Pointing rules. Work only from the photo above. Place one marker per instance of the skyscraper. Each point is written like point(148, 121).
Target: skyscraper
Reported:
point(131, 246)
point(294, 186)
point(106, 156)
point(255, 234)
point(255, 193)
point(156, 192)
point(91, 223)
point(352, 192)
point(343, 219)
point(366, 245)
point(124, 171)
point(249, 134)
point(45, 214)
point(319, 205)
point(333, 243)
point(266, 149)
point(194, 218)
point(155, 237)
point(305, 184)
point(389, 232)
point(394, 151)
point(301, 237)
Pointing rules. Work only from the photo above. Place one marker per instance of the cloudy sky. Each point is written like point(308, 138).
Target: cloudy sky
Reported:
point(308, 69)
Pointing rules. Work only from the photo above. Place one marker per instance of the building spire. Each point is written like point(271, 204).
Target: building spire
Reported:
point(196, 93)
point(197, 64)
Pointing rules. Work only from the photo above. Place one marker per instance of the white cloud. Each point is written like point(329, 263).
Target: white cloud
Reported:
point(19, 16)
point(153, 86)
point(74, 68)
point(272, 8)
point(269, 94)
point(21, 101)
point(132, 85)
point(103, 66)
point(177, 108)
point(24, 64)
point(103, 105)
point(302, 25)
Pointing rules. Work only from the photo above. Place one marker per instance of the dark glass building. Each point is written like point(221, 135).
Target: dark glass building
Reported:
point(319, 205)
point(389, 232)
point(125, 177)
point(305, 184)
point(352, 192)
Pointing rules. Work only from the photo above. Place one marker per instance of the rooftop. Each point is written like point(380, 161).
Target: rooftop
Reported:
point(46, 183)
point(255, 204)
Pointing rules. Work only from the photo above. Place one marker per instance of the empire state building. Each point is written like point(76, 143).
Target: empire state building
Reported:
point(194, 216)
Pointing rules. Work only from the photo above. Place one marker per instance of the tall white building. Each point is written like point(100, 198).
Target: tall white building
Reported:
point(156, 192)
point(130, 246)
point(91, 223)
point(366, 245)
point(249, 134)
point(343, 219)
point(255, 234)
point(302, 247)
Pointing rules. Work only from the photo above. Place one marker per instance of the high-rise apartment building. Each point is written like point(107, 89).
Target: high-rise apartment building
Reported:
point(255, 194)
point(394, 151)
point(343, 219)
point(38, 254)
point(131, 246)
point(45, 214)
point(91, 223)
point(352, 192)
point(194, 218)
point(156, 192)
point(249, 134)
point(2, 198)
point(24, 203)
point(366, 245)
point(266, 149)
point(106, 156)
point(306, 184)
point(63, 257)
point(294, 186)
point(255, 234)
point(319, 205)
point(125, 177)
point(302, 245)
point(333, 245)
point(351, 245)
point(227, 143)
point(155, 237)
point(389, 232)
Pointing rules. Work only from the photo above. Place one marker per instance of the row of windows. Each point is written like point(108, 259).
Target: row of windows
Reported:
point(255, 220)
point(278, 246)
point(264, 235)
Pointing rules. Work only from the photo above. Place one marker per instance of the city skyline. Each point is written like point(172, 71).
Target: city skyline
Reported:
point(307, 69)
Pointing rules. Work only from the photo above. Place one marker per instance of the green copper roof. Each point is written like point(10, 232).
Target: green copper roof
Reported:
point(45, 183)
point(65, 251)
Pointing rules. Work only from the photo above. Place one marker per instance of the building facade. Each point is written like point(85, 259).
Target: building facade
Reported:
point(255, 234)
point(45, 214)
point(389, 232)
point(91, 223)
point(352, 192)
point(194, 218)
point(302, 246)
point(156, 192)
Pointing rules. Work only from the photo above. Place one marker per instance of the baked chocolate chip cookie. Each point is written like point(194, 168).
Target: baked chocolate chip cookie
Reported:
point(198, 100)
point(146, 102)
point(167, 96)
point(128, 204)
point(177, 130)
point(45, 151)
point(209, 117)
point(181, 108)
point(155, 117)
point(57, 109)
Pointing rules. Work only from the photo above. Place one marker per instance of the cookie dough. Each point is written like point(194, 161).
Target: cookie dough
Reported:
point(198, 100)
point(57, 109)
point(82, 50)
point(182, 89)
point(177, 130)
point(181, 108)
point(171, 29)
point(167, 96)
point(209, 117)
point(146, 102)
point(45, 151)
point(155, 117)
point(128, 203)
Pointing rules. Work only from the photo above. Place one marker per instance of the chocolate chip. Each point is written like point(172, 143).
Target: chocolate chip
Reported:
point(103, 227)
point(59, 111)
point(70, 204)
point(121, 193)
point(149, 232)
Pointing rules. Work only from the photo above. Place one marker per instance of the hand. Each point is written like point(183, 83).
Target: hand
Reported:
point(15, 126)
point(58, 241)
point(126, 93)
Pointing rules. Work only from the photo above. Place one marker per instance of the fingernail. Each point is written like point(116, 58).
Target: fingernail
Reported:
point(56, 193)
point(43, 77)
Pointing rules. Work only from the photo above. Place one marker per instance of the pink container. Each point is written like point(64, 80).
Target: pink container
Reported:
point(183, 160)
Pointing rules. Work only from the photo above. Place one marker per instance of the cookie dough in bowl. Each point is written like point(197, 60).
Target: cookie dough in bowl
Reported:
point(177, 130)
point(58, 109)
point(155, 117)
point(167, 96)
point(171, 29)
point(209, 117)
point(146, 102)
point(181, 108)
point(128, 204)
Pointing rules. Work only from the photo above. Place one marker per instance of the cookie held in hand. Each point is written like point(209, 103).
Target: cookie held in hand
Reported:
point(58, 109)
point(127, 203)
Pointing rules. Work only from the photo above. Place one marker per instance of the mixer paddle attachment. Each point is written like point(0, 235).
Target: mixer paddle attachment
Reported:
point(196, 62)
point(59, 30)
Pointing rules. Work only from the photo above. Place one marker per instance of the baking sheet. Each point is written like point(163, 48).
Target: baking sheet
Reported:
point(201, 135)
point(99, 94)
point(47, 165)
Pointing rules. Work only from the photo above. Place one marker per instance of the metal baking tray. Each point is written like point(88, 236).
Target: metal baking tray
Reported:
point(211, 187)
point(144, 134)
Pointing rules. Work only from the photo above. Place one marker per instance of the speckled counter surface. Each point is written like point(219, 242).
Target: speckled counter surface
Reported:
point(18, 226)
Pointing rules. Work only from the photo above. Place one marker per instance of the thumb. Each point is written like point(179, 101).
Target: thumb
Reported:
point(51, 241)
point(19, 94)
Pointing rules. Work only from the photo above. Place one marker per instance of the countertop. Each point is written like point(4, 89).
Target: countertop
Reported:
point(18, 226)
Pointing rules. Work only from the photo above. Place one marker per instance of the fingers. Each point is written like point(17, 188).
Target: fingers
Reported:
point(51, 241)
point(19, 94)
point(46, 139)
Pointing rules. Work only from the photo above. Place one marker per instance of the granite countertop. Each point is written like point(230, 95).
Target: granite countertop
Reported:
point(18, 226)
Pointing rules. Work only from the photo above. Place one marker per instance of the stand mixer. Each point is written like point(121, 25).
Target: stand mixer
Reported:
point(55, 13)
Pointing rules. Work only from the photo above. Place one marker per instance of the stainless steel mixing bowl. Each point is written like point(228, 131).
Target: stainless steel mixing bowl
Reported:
----------------------------------------
Quote all of the items above word for word, from the first line to the last.

» Correct output
Pointing rules. Work only from the photo above. Place one marker per instance of the skyscraper. Each point is written like point(148, 121).
Target: skyscraper
Reported:
point(131, 246)
point(294, 186)
point(106, 156)
point(255, 234)
point(255, 193)
point(156, 192)
point(91, 223)
point(352, 192)
point(343, 219)
point(366, 245)
point(124, 171)
point(249, 134)
point(45, 214)
point(319, 205)
point(333, 243)
point(266, 149)
point(194, 218)
point(155, 237)
point(305, 184)
point(389, 232)
point(394, 151)
point(301, 237)
Pointing rules. Work only from the photo above. Place one marker per instance of the cloudy sky. Each point is written like point(308, 138).
Target: cloudy sky
Reported:
point(308, 69)
Pointing rules. Work only from the photo above. Place one marker per instance of the building spire. Each point is written like point(271, 204).
Target: building spire
Reported:
point(196, 93)
point(197, 64)
Pointing rules. Work only from the photo above. Place one marker per instance of the white cloud. Each point is written like point(329, 263).
Target: white cloud
Reported:
point(19, 16)
point(153, 86)
point(74, 68)
point(272, 8)
point(269, 94)
point(21, 101)
point(132, 85)
point(103, 66)
point(177, 108)
point(24, 64)
point(103, 105)
point(302, 25)
Pointing rules. Work only from the photo above. Place one marker per instance of the dark glass building. Each point is written like point(221, 135).
Target: dark glass building
Reported:
point(319, 205)
point(389, 232)
point(125, 177)
point(305, 184)
point(352, 192)
Pointing rules. Work only from the photo above. Place one marker per instance of the rooftop. Each point is written like point(380, 161).
Target: rooftop
Reported:
point(46, 183)
point(255, 204)
Pointing rules. Work only from the photo above. Place one marker per instance of the empire state building. Each point is written like point(76, 143).
Target: empire state building
Reported:
point(194, 216)
Pointing rules. Work only from the photo above. Place one marker per instance of the tall white building. Each point is written like point(100, 198).
Target: tall white building
Reported:
point(156, 192)
point(130, 246)
point(91, 223)
point(366, 245)
point(249, 134)
point(343, 219)
point(255, 234)
point(302, 247)
Pointing rules. Work only from the photo above. Place one marker per instance of the high-rise apartment building. Each point is written like point(107, 89).
Target: high-rise apartment building
Reported:
point(255, 194)
point(394, 151)
point(343, 219)
point(38, 254)
point(131, 246)
point(45, 214)
point(91, 223)
point(352, 192)
point(194, 218)
point(156, 192)
point(249, 134)
point(2, 198)
point(24, 203)
point(366, 245)
point(266, 149)
point(106, 156)
point(306, 184)
point(63, 257)
point(294, 186)
point(255, 234)
point(319, 205)
point(125, 177)
point(302, 245)
point(333, 245)
point(351, 245)
point(227, 143)
point(155, 237)
point(389, 232)
Pointing rules. Work only from the photo above. Place one marker per instance of the row of windows. Each point is written like point(108, 259).
Target: row of windows
Reported:
point(255, 220)
point(278, 246)
point(264, 235)
Pointing rules. Work only from the photo above. Place one marker per instance of the city skyline. Each point is written like point(172, 71).
Target: city skyline
Reported:
point(307, 69)
Pointing rules. Work only from the photo above. Place one marker per instance of the green copper roof. Each point is written like point(10, 232).
Target: green copper roof
Reported:
point(45, 183)
point(65, 251)
Pointing rules. Work only from the photo above. Place one marker per instance of the building facade. Each point is written like point(85, 259).
Target: building facade
Reported:
point(255, 234)
point(45, 214)
point(389, 232)
point(91, 223)
point(352, 192)
point(194, 218)
point(302, 246)
point(156, 192)
Pointing rules. Work only from the photo above. Place one marker per instance of the baked chocolate chip cookie. Each point is written like point(194, 168).
Target: baked chocolate chip cookie
Reported:
point(198, 100)
point(146, 102)
point(167, 96)
point(128, 204)
point(177, 130)
point(45, 151)
point(209, 117)
point(181, 108)
point(155, 117)
point(57, 109)
Pointing rules. Work only from the photo above. Place one marker per instance of the cookie dough. Each point is written like point(194, 161).
Target: cookie dough
Reported:
point(198, 100)
point(57, 109)
point(82, 50)
point(182, 89)
point(177, 130)
point(181, 108)
point(171, 29)
point(167, 96)
point(209, 117)
point(146, 102)
point(45, 151)
point(155, 117)
point(128, 203)
Pointing rules. Work only from the photo above. Place one marker per instance of the chocolate chip. Each point is written like point(172, 143).
Target: chocolate chip
Reported:
point(103, 227)
point(59, 111)
point(70, 204)
point(121, 193)
point(149, 232)
Pointing rules. Work only from the photo above. Place one marker per instance of the hand. Each point is written like point(183, 83).
Target: hand
Reported:
point(15, 126)
point(58, 241)
point(126, 93)
Pointing rules. Work only from the photo above. Place one marker per instance of the fingernail. Each point is written like point(116, 58).
Target: fingernail
Reported:
point(56, 193)
point(43, 77)
Pointing rules. Work only from the photo above. Place one marker per instance of the pink container. Each point is written like point(64, 80).
Target: pink container
Reported:
point(183, 160)
Pointing rules. Work only from the photo above. Place one marker per instance of the cookie dough in bowl. Each point is written like point(197, 60).
Target: cookie dough in bowl
Reported:
point(177, 130)
point(58, 109)
point(155, 117)
point(167, 96)
point(171, 29)
point(209, 117)
point(146, 102)
point(181, 108)
point(128, 204)
Pointing rules. Work only from the photo above. Place one marker per instance of the cookie held in hand. Each point is written like point(209, 103).
Target: cookie held in hand
Reported:
point(58, 109)
point(127, 203)
Pointing rules. Work only from the photo above. Place one marker per instance of the mixer paddle attachment. Each point is written like point(0, 235).
Target: mixer paddle attachment
Reported:
point(196, 62)
point(59, 30)
Pointing rules. Work only from the photo above. Place one marker per instance of the baking sheet. Each point is written like point(163, 48).
Target: baking sheet
Reported:
point(201, 135)
point(99, 94)
point(47, 165)
Pointing rules. Work only from the photo above. Place one marker per instance of the metal baking tray. Each point is written like point(88, 236).
Target: metal baking tray
Reported:
point(211, 187)
point(144, 134)
Pointing rules. Work only from the photo above. Place one marker per instance of the speckled counter surface. Each point is written like point(219, 242).
Target: speckled counter surface
Reported:
point(18, 226)
Pointing rules. Work only from the photo above. Place one marker per instance of the thumb. Each point is written like point(179, 101).
Target: thumb
Reported:
point(51, 241)
point(19, 94)
Pointing rules. Work only from the photo above. Place one marker per instance of the countertop. Each point is written like point(4, 89).
Target: countertop
Reported:
point(18, 226)
Pointing rules. Work only from the photo above. Place one marker per instance of the fingers. Each point is written like point(17, 188).
Target: fingers
Reported:
point(51, 241)
point(19, 94)
point(46, 139)
Pointing rules. Work only from the photo above. Place one marker per instance of the granite countertop. Each point is written like point(230, 95).
Target: granite countertop
Reported:
point(18, 226)
Pointing rules. Work only from the photo above. Place one marker per instance of the stand mixer. Each point is written like point(121, 25).
Target: stand mixer
Reported:
point(55, 13)
Pointing rules. Work only from the photo above. Place one marker per instance of the stainless steel mixing bowl. Each point is written like point(228, 131).
Target: stainless steel mixing bowl
Reported:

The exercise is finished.